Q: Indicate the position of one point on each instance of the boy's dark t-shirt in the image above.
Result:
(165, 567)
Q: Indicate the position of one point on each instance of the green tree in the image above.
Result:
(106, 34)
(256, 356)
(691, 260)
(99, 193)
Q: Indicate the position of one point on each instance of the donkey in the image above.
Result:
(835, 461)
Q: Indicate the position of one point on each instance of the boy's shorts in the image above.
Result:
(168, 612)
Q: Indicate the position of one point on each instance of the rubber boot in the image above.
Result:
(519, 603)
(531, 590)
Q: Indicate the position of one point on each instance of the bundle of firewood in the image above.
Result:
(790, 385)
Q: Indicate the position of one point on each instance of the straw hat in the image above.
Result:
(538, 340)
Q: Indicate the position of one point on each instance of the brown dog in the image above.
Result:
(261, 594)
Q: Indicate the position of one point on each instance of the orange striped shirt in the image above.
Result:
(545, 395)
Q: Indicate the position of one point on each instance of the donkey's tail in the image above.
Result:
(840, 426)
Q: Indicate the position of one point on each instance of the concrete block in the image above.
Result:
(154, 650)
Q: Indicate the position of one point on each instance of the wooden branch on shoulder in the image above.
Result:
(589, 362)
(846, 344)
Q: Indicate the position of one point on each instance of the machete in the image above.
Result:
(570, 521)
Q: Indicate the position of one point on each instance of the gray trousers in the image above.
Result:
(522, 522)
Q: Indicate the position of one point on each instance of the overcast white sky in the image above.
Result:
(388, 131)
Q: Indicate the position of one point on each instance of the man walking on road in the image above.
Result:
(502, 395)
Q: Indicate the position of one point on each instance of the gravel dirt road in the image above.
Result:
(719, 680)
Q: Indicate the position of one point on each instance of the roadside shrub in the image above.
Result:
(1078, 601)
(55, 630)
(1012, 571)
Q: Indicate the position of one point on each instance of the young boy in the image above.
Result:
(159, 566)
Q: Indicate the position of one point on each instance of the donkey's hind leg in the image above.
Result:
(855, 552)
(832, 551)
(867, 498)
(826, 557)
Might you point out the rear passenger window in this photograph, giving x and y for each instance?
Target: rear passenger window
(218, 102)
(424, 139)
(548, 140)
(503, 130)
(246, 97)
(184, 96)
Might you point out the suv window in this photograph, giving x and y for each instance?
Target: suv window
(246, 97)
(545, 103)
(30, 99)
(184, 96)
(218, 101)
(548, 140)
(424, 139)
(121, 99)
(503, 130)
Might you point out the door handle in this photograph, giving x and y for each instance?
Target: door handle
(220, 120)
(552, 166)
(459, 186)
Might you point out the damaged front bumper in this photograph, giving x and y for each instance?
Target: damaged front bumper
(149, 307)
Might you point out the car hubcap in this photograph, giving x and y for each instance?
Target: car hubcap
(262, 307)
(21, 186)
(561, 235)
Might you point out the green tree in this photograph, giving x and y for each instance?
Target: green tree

--- --- ---

→ TASK INSTRUCTIONS
Express the lines from the one containing "Might you point out the damaged" through the end of the entries, both ends included, as a numbered list, leaving out any blank lines.

→ THE SOLUTION
1. Might you point out the damaged front bumper in this photograph, giving x and y for each instance?
2. Target: damaged front bumper
3. (149, 307)
4. Might you point out the car hubcap in this photograph, giving x and y for each instance?
5. Target: car hubcap
6. (262, 307)
7. (21, 186)
8. (561, 235)
9. Might you point out the green tree in this photograph, giving x and y for each instance?
10. Target: green tree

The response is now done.